[Stated task]: Rewrite the rows below, putting "labeling system" wherever "automated pipeline" appears and leaving everything else as it is. Omit the pictures from your version.

[Material for this exercise]:
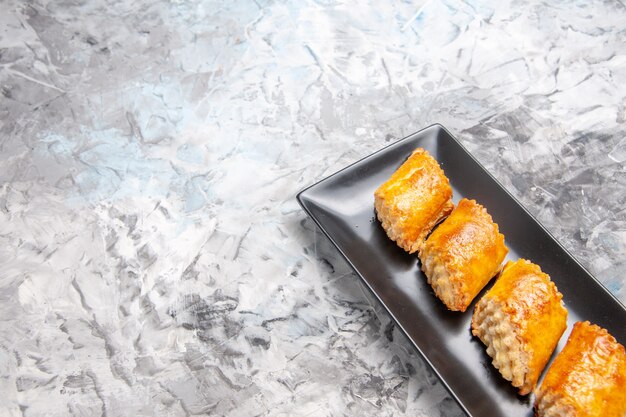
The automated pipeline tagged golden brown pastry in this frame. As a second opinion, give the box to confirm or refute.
[420,198,509,311]
[535,321,626,417]
[374,148,454,253]
[472,259,567,395]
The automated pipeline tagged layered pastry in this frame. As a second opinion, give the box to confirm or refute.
[419,198,508,311]
[535,321,626,417]
[374,148,454,253]
[472,259,567,395]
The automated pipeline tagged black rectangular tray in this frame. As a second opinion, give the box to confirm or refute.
[298,125,626,417]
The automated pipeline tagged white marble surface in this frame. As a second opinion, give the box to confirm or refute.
[0,0,626,417]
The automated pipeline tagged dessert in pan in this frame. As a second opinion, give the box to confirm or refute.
[374,148,626,417]
[374,148,454,253]
[472,259,567,395]
[535,321,626,417]
[419,198,509,311]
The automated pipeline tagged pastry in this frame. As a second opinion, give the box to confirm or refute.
[374,148,454,253]
[535,321,626,417]
[472,259,567,395]
[419,198,508,311]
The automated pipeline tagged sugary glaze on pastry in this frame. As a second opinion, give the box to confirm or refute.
[535,321,626,417]
[472,259,567,395]
[374,148,454,253]
[420,198,508,311]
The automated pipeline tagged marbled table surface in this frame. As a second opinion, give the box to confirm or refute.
[0,0,626,417]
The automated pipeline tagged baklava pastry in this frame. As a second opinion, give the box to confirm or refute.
[374,148,454,253]
[535,321,626,417]
[472,259,567,395]
[420,198,509,311]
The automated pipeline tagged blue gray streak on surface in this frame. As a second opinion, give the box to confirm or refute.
[0,0,626,416]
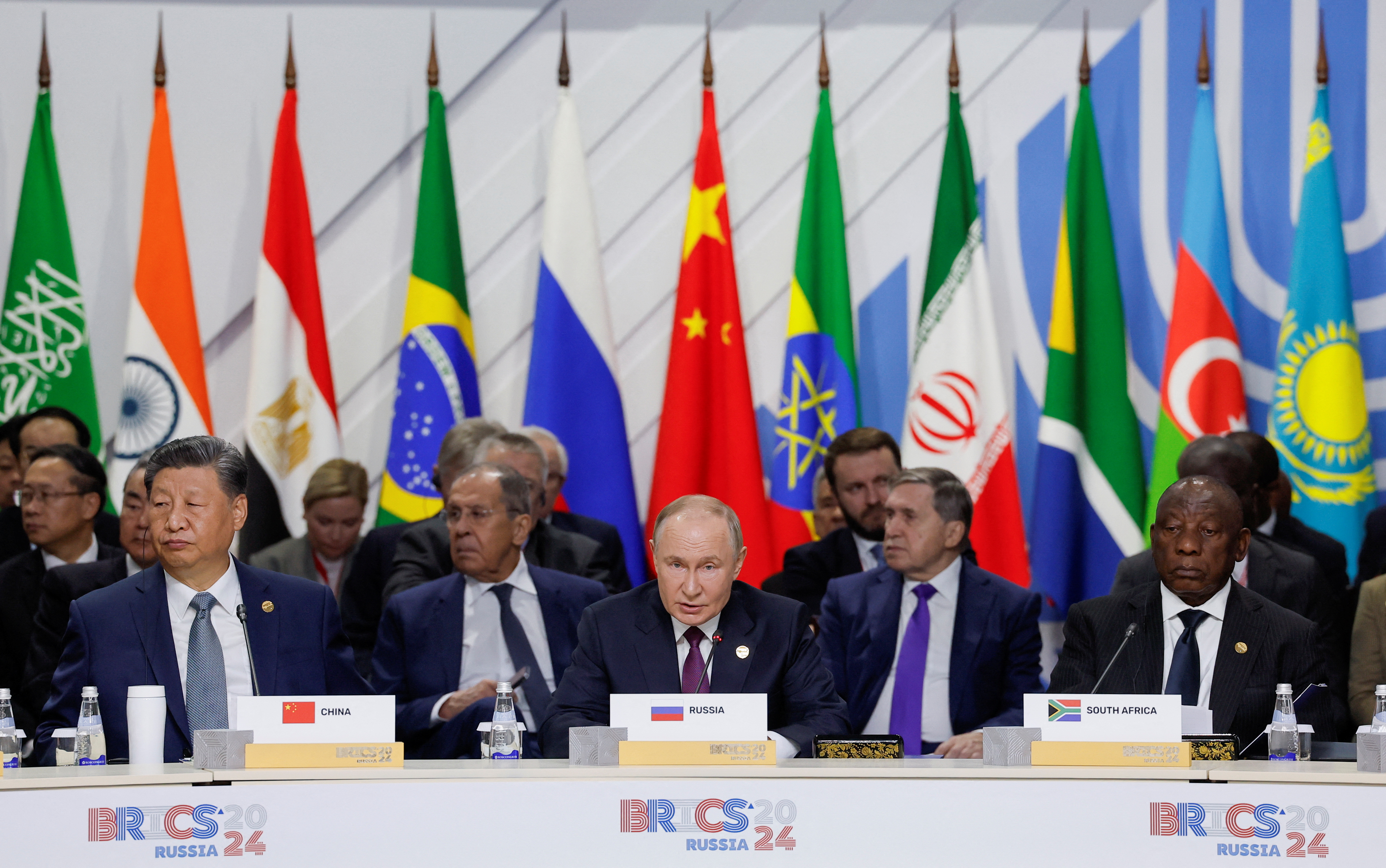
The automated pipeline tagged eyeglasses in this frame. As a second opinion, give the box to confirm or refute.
[14,492,86,507]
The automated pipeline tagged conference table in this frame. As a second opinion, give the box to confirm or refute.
[0,759,1386,868]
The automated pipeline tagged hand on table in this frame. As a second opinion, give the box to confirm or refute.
[438,678,499,725]
[934,729,981,760]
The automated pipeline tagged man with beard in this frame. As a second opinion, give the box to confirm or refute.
[775,428,900,615]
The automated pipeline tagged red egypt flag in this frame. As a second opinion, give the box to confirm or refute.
[646,89,783,587]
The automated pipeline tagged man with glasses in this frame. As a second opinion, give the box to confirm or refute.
[0,443,123,735]
[373,462,606,760]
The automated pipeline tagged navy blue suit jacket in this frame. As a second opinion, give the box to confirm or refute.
[39,561,371,763]
[373,563,607,753]
[543,581,847,757]
[818,558,1044,734]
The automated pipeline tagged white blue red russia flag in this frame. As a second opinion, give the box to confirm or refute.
[524,87,644,584]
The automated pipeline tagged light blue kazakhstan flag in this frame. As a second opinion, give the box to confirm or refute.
[1268,84,1376,576]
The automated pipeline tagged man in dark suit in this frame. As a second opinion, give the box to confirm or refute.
[0,443,121,732]
[1111,435,1335,630]
[1049,476,1333,746]
[0,406,121,563]
[21,460,157,731]
[818,468,1041,759]
[542,494,848,759]
[39,436,370,763]
[773,428,900,615]
[384,433,618,599]
[374,464,606,760]
[520,425,629,587]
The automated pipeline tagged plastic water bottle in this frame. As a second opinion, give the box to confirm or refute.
[491,681,521,760]
[1268,684,1299,760]
[1364,684,1386,732]
[0,687,19,768]
[75,687,105,765]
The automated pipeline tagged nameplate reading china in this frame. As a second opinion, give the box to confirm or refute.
[611,694,773,742]
[230,696,395,745]
[1024,694,1184,742]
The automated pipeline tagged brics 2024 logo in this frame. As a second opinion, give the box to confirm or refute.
[1150,802,1329,858]
[1049,699,1082,723]
[87,804,269,858]
[621,799,798,851]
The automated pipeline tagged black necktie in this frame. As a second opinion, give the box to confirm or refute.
[1164,609,1209,705]
[491,584,553,732]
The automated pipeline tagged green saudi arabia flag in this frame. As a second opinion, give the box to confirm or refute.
[376,87,481,525]
[769,87,858,515]
[0,90,101,440]
[1030,78,1145,615]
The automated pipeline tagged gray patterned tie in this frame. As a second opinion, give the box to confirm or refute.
[184,591,226,729]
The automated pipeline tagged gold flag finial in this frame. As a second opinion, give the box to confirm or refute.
[284,15,298,90]
[559,10,571,87]
[818,12,830,87]
[428,12,438,89]
[1199,10,1213,84]
[703,12,713,87]
[948,12,962,90]
[1078,10,1092,87]
[39,12,53,90]
[154,10,169,87]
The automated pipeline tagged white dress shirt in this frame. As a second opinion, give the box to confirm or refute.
[430,554,557,725]
[1160,581,1232,709]
[164,556,255,723]
[43,533,97,570]
[865,556,962,742]
[669,612,798,760]
[852,533,882,573]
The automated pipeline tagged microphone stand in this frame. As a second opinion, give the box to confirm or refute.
[690,630,722,694]
[236,602,259,696]
[1088,622,1135,694]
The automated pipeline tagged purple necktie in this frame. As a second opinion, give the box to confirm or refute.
[887,581,938,756]
[683,627,713,694]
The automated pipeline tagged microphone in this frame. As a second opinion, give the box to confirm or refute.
[1088,622,1135,694]
[693,630,722,694]
[236,602,259,696]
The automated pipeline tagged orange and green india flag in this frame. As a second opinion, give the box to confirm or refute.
[376,75,481,525]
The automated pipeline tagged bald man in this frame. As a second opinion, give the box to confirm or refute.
[1111,435,1336,631]
[542,494,850,759]
[1049,476,1333,756]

[Task solution]:
The labeling system tagged golden brown pastry in this frame. As a second opinion, give the box to confirm or refute.
[420,198,509,311]
[535,321,626,417]
[374,148,454,253]
[472,259,567,395]
The labeling system tagged layered pastry in this frame. As a second opinion, give the box to confirm or refute.
[419,198,508,311]
[535,321,626,417]
[374,148,454,253]
[472,259,567,395]
The labeling system tagged black rectangular tray in this frame. As a second opinion, give the box to confirm or refute.
[298,125,626,417]
The labeling system tagged white marble surface in this frame. As a second opinion, give the box to confirm or refute.
[0,0,626,417]
The labeling system tagged dessert in pan in this frame. As a second opinion, give the box to confirm or refute.
[374,148,626,417]
[374,148,454,253]
[472,259,567,395]
[535,321,626,417]
[419,198,509,311]
The labeling system tagged pastry in this frame. As a second opinion, give the box to confirm or refute.
[374,148,454,253]
[535,321,626,417]
[472,259,567,395]
[419,198,508,311]
The labeling system tagged sugary glaze on pastry in this frame. As a second opinion, give the box to confirm or refute.
[535,321,626,417]
[472,259,567,395]
[374,148,454,253]
[420,198,508,311]
The labeling system tagged marbled table surface in this frame. As a second opinion, give the box to confirm or refute.
[0,0,626,417]
The labeling system tagged baklava pastry in this frame. As a second opinion, give the box to confirm or refute.
[374,148,454,253]
[535,321,626,417]
[472,259,567,395]
[420,198,509,311]
The labeling system tagged blue gray streak on surface in this frame. As a second opinion, give the box to confirm or refute.
[0,0,626,416]
The labeling system tagged eyeglasses in this frame. As a second opinion, give the box to confirm or refute.
[14,492,86,507]
The labeling system tagged conference table in this frame. As a second opinion, give the box to confirm or refute.
[0,759,1386,868]
The labeling system tagged hand on table in this frame. As a second opinion, give the box to confirm or refute.
[438,678,499,725]
[934,729,981,760]
The labeling system tagged man with beard in this frame. As a second opinion, give the box to confirm or refute.
[775,428,900,615]
The labeling system tagged red egypt flag in this frame. As a second opinion, give the box to confirm or refute.
[646,89,783,587]
The labeling system tagged man with glasses in this frame. As a second opinion, give the box to confirm or refute.
[0,443,123,735]
[373,462,606,760]
The labeling system tagged navy blue suit jacket in this frame. As a second opinion, give the box to confirm or refute.
[39,561,371,763]
[373,563,607,753]
[543,581,847,757]
[818,558,1044,734]
The labeling system tagged white blue red russia flag in this frame. As a second opinion, give the box to confirm or refute.
[524,87,644,584]
The labeling system tagged light blue kazakhstan flag in this frame. As a second opinion, give the box to confirm or refute.
[1268,84,1376,576]
The labeling system tagged man in dark suit in this frame. As a second opinion, give the box to confirm or refute.
[0,443,121,732]
[1111,435,1335,630]
[1049,476,1333,746]
[0,406,121,563]
[21,460,157,731]
[818,468,1041,759]
[542,494,848,759]
[39,436,370,763]
[773,428,900,615]
[384,433,618,599]
[374,464,606,760]
[520,425,629,587]
The labeling system tagged plastic water bottle in this frame. As a second opinion, give the box to confirm or refute.
[491,681,521,760]
[1268,684,1299,760]
[1364,684,1386,732]
[0,687,19,768]
[75,687,105,765]
The labeling system tagged nameplate reading china in this frame. As a second opinion, give the box to confirm or refute.
[611,694,773,742]
[230,696,395,745]
[1024,694,1184,742]
The labeling system tagged brics 2024 logo in this frame. As a second opinion, give the box to confirm or refute.
[1150,802,1329,858]
[1049,699,1082,723]
[87,804,269,858]
[621,799,798,851]
The labeling system tagged black necktie in this frame. As a second opinion, give the box to confirm or refute.
[1164,609,1209,705]
[491,584,553,732]
The labeling system tagged green saudi arabia flag in this frame. As a second opinion, give the box to confirm or refute.
[376,87,481,525]
[769,87,858,515]
[0,90,101,440]
[1030,78,1145,615]
The labeling system tagged gray patterned tie in this frame. As a second opinion, give the box to confirm or refute.
[184,591,226,729]
The labeling system tagged gold flag finial in this frame. As a second opinion, give the box to confirm or refute.
[284,15,298,90]
[559,10,571,87]
[818,12,830,87]
[428,12,438,89]
[1199,10,1213,84]
[703,12,713,87]
[948,12,962,90]
[1078,10,1092,87]
[39,12,53,90]
[154,10,169,87]
The labeling system tagged white dress shirt in this frame. As a second opinion, give the box to confirm or refute.
[430,554,557,725]
[1160,581,1232,709]
[164,556,255,723]
[43,533,97,570]
[865,556,962,742]
[669,612,798,760]
[852,533,882,573]
The labeling system tagged microphone stand in this frame. As a second opinion, give the box to confirm or refute.
[690,630,722,694]
[236,602,259,696]
[1088,622,1135,694]
The labeling system tagged purple necktie in this frame. As a second opinion, give the box to confirm or refute.
[887,581,938,756]
[683,627,713,694]
The labeling system tagged microphone in this frame. As a second opinion, give the box to confirm or refute.
[1088,622,1135,694]
[693,630,722,694]
[236,602,259,696]
The labeling system tagged orange and green india flag in this frame. As a second opinion, give the box to confirm or refute.
[376,75,481,525]
The labeling system tagged bald man in this frame. As a second opinion, give the box to confirm or refute.
[1111,435,1336,631]
[542,494,850,759]
[1049,476,1333,756]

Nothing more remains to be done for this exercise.